Pick out every line in the records that contains the string "trim", and copy each one.

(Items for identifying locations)
━━━━━━━━━━━━━━━━

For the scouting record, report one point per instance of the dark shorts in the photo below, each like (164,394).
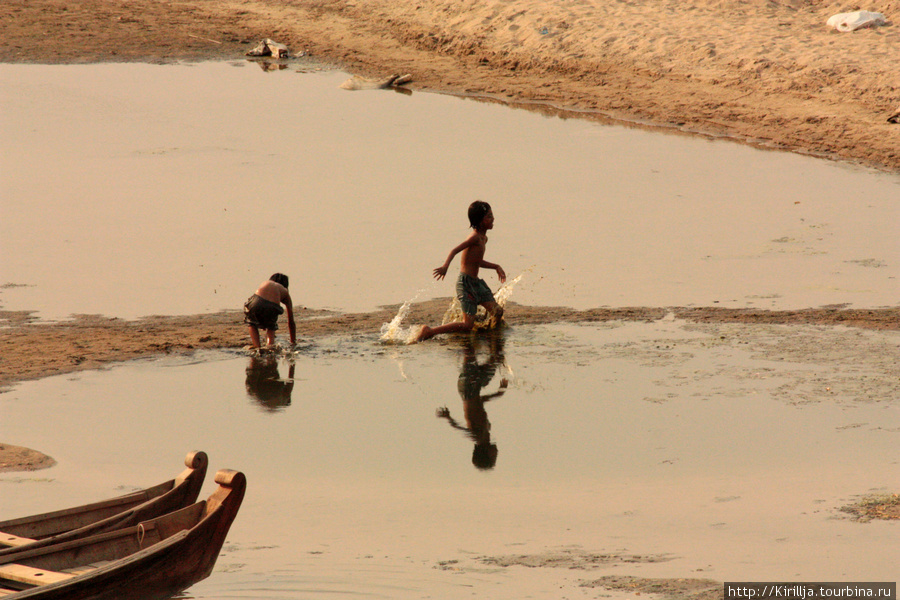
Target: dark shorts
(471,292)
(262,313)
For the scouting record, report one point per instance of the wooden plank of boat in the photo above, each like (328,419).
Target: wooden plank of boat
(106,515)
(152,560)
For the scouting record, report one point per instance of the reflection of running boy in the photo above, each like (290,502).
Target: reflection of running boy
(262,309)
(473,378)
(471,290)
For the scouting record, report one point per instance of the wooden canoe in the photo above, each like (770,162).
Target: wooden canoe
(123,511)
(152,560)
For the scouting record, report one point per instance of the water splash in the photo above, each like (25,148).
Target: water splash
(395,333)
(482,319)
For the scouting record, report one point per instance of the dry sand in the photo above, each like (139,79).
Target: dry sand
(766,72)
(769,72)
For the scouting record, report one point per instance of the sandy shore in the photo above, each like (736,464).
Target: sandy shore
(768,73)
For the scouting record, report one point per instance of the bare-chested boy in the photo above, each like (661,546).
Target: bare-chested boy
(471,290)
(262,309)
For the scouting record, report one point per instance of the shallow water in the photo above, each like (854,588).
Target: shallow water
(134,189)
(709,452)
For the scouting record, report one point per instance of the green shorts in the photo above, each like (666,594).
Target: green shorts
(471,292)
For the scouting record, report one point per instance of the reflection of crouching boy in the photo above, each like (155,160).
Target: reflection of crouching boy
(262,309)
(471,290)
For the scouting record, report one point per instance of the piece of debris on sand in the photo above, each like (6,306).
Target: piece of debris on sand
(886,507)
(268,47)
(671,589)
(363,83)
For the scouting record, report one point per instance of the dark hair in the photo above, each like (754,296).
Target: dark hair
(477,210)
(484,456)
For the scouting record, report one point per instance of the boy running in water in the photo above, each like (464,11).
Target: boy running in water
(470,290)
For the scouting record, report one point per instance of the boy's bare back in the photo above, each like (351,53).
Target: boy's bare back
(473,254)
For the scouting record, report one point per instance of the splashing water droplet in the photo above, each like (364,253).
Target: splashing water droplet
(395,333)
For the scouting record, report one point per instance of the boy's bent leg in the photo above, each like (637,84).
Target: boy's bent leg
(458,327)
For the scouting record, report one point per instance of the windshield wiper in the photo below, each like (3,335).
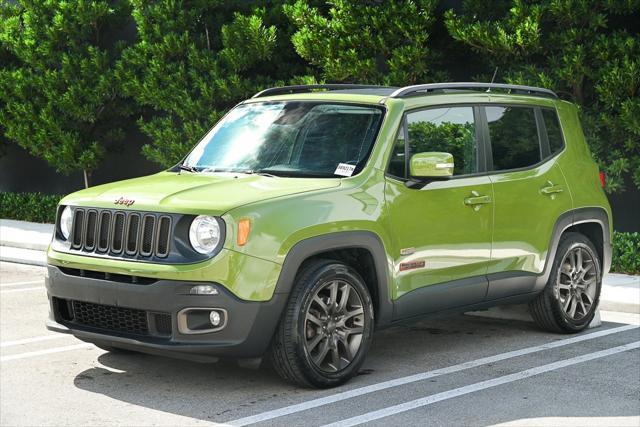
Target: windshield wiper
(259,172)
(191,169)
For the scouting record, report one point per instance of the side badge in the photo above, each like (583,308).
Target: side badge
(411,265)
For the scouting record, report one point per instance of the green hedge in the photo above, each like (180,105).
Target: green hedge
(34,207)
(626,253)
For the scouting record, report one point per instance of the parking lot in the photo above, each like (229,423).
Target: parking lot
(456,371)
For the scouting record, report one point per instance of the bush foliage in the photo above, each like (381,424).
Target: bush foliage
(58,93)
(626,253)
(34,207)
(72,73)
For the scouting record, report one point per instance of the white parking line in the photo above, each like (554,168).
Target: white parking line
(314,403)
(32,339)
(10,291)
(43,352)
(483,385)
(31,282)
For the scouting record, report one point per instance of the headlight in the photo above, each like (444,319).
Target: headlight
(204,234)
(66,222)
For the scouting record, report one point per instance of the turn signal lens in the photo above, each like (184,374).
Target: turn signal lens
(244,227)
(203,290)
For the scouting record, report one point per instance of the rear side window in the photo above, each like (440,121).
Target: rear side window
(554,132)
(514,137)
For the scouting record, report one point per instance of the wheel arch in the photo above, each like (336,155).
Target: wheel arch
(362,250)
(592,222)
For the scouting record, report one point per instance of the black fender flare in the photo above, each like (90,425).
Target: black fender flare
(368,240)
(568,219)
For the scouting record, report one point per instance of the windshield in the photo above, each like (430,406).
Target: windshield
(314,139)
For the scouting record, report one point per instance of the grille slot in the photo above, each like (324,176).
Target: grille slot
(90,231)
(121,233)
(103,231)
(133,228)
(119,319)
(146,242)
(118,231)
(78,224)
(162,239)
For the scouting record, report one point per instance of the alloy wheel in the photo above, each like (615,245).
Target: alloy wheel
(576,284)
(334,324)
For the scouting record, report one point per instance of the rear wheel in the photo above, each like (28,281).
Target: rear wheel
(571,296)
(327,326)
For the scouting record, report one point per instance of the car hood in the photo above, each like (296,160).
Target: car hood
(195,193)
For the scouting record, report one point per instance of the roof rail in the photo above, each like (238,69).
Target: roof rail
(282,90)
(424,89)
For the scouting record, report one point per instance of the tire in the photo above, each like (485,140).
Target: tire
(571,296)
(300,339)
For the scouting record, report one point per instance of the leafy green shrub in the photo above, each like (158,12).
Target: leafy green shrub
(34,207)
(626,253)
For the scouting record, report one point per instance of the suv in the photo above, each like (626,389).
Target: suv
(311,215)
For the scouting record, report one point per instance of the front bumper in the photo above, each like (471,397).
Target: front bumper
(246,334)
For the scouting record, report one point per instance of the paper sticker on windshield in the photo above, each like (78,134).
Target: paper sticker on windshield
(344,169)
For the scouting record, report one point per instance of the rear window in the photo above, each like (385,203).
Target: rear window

━━━━━━━━━━━━━━━━

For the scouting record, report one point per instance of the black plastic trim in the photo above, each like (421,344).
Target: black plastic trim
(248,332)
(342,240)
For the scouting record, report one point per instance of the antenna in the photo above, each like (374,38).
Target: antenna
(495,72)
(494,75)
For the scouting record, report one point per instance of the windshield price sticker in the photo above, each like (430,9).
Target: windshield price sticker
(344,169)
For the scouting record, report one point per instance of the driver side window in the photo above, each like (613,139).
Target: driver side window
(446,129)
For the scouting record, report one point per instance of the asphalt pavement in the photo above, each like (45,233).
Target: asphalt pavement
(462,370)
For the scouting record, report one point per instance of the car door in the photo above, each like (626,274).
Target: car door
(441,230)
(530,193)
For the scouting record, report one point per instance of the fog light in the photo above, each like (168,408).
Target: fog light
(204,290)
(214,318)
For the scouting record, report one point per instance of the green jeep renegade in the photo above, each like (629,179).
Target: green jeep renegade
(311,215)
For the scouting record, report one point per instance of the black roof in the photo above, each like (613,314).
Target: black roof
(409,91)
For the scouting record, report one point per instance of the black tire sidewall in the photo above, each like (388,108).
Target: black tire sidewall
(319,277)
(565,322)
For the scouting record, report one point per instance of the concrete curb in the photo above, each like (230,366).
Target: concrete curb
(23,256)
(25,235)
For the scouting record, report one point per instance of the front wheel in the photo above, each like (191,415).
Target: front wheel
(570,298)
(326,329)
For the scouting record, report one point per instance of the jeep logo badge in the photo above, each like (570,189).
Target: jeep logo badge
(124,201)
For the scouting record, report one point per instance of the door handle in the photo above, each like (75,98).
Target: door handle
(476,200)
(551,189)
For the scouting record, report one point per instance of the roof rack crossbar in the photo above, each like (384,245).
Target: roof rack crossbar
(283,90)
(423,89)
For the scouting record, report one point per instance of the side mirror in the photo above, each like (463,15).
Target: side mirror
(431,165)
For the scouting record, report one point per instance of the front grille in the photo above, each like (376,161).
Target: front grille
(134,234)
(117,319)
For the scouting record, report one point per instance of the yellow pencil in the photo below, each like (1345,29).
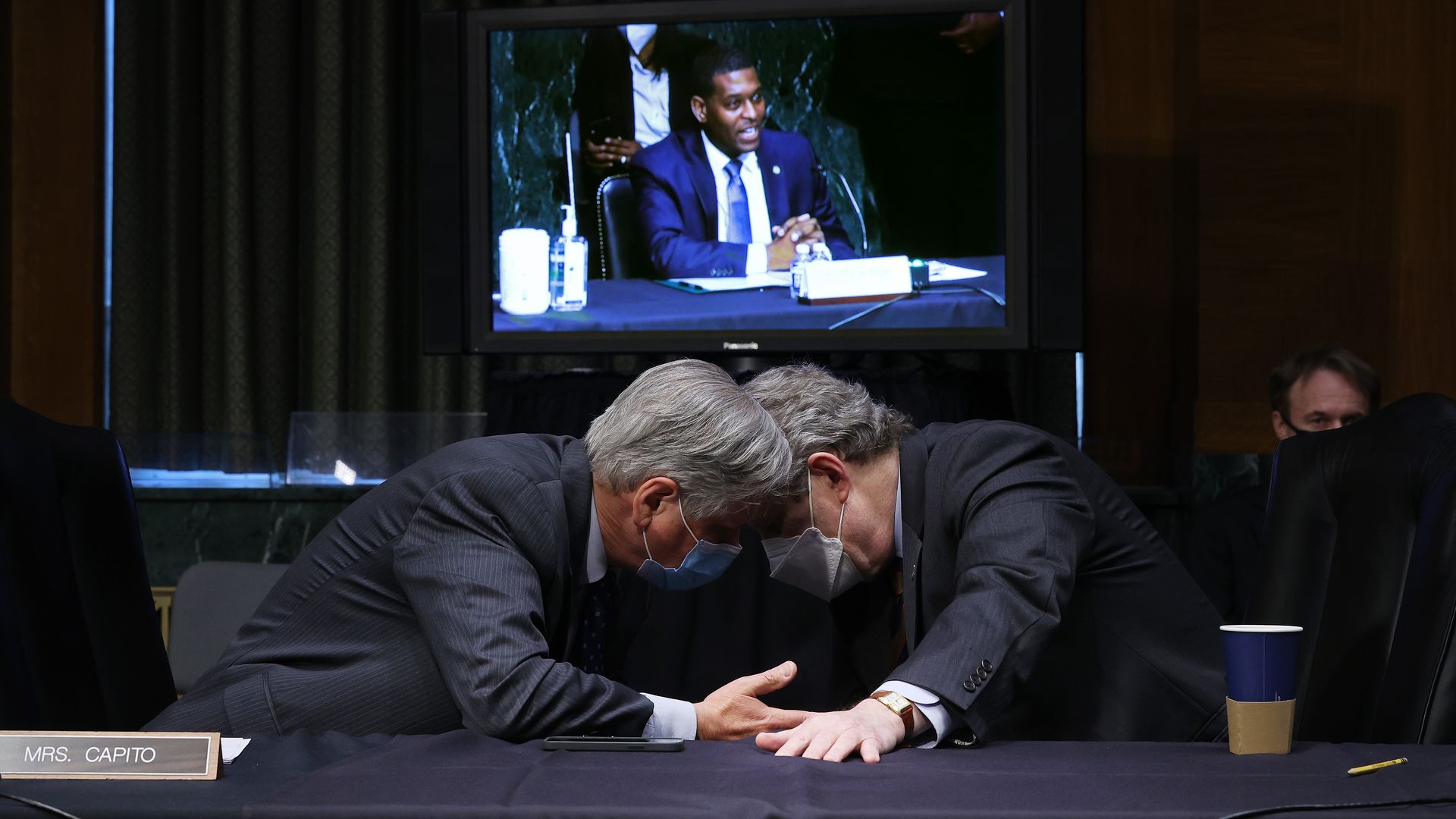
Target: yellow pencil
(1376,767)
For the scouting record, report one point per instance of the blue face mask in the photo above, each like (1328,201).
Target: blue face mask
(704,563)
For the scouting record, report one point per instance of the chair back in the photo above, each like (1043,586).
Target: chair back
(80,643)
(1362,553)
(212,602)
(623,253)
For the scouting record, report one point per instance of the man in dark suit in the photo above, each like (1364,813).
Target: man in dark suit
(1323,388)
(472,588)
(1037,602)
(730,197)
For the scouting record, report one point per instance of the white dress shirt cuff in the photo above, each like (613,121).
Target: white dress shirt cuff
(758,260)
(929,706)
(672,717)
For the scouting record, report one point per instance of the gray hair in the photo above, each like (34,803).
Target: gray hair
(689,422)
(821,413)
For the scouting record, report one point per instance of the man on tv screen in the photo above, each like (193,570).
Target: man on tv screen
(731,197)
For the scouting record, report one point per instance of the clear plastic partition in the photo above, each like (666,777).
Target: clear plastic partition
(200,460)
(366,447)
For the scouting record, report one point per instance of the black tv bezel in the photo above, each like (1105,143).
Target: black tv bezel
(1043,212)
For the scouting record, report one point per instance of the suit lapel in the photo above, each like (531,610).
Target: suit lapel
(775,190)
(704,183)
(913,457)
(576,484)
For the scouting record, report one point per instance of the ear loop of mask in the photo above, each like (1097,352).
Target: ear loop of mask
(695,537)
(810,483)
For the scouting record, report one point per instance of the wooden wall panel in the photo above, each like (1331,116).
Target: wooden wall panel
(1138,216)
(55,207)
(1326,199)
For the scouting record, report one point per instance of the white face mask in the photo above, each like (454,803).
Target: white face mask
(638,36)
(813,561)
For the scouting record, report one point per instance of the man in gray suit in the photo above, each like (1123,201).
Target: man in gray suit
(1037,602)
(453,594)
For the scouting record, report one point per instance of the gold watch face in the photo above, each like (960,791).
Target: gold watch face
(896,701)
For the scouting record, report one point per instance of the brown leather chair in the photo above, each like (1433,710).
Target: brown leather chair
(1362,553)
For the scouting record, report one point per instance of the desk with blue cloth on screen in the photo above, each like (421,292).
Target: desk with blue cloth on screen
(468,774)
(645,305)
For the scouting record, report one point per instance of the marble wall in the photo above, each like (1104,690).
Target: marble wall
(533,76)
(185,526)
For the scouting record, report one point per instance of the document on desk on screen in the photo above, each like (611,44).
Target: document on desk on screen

━━━━━━━━━━━━━━━━

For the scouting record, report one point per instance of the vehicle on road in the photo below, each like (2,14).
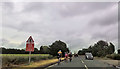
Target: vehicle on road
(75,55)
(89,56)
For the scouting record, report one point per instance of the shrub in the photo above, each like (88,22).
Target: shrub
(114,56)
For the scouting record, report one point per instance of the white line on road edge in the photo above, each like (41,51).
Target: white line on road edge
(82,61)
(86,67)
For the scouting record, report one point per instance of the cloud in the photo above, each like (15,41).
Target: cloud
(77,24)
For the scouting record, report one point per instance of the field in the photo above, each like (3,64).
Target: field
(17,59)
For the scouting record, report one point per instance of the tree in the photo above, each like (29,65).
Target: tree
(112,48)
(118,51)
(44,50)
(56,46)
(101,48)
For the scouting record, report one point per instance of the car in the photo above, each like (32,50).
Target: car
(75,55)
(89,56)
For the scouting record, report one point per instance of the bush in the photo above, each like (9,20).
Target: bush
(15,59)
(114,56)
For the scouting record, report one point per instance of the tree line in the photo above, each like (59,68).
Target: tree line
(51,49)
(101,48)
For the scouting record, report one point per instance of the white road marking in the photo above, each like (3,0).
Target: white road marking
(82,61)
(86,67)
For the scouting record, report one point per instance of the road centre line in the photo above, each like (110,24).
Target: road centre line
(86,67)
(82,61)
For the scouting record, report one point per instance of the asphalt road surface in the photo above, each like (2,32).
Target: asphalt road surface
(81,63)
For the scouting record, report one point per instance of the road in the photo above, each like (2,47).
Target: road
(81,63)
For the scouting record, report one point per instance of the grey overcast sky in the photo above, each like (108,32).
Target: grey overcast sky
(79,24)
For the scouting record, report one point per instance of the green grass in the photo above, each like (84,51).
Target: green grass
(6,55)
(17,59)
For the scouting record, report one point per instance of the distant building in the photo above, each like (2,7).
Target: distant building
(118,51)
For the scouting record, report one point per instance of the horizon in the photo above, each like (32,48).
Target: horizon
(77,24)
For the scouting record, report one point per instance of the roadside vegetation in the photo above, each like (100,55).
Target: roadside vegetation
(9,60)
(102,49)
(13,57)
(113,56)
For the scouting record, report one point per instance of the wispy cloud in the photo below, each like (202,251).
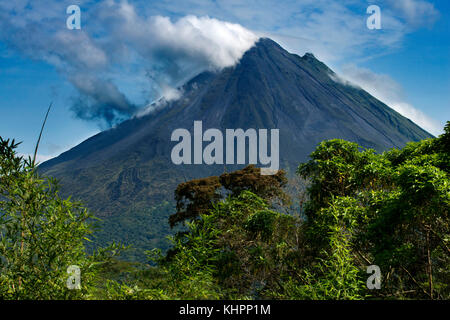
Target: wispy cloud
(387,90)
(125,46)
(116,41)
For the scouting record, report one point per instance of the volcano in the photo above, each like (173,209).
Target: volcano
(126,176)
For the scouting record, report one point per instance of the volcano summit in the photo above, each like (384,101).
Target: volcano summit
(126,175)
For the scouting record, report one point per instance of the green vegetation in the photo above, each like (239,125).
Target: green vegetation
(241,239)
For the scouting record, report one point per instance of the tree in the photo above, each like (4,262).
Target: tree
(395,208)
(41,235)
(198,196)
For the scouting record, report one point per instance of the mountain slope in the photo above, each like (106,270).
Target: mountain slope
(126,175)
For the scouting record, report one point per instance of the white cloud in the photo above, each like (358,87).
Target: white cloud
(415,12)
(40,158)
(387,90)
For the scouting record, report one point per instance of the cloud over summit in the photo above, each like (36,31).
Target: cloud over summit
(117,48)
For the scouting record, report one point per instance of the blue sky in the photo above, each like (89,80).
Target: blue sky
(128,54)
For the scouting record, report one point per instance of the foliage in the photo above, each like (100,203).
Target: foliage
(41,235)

━━━━━━━━━━━━━━━━

**CORRECT RESULT:**
For the scouting record, report one point per instance of the black plastic trim in the photo above, each like (421,344).
Target: black plastic trim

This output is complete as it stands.